**PAGE TEXT**

**********

AMORTIZATION OF INTANGIBLES
Costs in excess of net assets acquired and other intangible assets are
amortized on a straight-line basis over periods ranging up to 40 years.


                                      |30|


<PAGE>


LONG-LIVED ASSETS
The Company evaluates the carrying value of long-lived assets for impairment
whenever events or changes in circumstances indicate that the carrying value
of such assets may not be recoverable. If the estimated future, undiscounted
cash flows from the use of an asset are less than its carrying value, a
write-down would be recorded to reduce the related assets to estimated fair
value.

SELF INSURANCE
The Company utilizes third-party insurance subject to varying retention
levels or self insurance. Such self insurance relates to losses and
liabilities primarily associated with workers' compensation claims and
general, product and vehicle liability. Losses are accrued based upon the
Company's estimates of the aggregate liability for claims incurred using
certain actuarial assumptions followed in the insurance industry and based on
Company experience.

**********

**RECORD EXTRACTS**
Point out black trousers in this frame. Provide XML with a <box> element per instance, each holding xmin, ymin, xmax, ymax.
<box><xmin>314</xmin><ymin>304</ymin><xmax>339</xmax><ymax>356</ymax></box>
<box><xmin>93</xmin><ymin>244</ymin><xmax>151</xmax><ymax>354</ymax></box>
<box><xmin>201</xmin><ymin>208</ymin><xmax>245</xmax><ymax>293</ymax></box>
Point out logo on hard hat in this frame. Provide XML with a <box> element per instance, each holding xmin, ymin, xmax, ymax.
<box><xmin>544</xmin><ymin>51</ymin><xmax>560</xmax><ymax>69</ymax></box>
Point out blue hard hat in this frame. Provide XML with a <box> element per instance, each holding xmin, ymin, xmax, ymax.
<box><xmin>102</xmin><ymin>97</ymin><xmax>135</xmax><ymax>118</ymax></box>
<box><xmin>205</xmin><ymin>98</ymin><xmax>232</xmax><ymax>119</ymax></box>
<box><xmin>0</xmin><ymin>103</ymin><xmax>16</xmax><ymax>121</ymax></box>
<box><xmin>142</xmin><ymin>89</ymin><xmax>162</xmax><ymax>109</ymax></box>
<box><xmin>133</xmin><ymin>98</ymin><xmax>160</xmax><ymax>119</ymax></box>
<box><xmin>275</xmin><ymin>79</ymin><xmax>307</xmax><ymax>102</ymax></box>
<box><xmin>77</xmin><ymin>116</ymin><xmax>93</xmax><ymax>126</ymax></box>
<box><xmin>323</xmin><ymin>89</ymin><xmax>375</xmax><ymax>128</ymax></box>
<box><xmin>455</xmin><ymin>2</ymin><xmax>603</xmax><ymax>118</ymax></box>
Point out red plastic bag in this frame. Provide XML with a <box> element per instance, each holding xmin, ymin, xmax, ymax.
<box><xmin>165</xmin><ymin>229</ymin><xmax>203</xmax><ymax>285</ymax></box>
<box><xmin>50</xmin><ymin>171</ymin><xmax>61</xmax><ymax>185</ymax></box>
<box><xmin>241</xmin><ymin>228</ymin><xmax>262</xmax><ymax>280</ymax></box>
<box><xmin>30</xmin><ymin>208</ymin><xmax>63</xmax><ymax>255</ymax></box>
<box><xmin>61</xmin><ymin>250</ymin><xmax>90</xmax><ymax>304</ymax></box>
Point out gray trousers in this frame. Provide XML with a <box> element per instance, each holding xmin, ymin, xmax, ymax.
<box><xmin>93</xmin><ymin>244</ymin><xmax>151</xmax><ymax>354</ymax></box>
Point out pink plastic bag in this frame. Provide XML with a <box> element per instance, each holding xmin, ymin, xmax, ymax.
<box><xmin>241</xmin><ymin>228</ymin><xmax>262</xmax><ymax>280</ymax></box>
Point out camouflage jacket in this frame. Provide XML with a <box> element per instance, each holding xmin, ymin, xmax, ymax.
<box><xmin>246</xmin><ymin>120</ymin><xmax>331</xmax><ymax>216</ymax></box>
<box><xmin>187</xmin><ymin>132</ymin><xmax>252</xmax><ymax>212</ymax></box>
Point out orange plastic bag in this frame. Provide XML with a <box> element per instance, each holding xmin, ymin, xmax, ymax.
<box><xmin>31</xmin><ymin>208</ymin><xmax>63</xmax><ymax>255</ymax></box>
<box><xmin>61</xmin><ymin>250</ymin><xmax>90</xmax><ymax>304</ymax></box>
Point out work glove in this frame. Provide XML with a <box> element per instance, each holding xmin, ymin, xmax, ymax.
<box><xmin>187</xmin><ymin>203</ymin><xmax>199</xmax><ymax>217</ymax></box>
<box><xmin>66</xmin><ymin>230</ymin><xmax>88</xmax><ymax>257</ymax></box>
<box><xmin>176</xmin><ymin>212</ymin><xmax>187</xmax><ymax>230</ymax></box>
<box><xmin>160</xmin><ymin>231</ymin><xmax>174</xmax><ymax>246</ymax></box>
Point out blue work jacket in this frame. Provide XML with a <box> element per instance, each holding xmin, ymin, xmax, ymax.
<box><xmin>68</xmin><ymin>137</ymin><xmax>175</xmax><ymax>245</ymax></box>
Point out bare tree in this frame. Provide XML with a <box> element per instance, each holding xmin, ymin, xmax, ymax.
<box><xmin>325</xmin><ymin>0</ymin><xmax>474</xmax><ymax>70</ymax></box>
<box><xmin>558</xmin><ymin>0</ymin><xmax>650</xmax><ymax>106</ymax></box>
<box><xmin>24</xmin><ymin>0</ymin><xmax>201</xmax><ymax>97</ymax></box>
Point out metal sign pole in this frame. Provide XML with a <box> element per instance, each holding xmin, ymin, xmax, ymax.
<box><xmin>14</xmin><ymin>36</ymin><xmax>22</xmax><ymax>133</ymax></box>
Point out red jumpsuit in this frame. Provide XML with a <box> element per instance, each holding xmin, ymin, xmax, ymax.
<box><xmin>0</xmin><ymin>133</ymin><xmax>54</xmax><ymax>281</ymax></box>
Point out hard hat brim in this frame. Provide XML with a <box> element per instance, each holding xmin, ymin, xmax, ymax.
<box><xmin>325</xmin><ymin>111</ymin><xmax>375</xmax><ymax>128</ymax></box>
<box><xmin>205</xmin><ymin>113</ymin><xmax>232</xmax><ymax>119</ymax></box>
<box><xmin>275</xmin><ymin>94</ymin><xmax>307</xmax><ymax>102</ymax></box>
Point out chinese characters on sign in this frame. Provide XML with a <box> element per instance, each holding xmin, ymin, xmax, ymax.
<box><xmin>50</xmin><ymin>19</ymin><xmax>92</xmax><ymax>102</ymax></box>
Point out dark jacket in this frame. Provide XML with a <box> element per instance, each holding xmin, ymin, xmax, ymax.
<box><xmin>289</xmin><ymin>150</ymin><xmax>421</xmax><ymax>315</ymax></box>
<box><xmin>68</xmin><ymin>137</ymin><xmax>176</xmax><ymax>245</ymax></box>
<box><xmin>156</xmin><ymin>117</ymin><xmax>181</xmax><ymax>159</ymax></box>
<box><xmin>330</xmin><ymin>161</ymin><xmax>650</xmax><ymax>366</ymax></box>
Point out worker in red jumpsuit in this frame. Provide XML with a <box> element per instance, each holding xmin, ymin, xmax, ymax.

**********

Return the passage of the accounting policy text word for word, starting at "AMORTIZATION OF INTANGIBLES" and ending at "to 40 years.".

AMORTIZATION OF INTANGIBLES
Costs in excess of net assets acquired and other intangible assets are
amortized on a straight-line basis over periods ranging up to 40 years.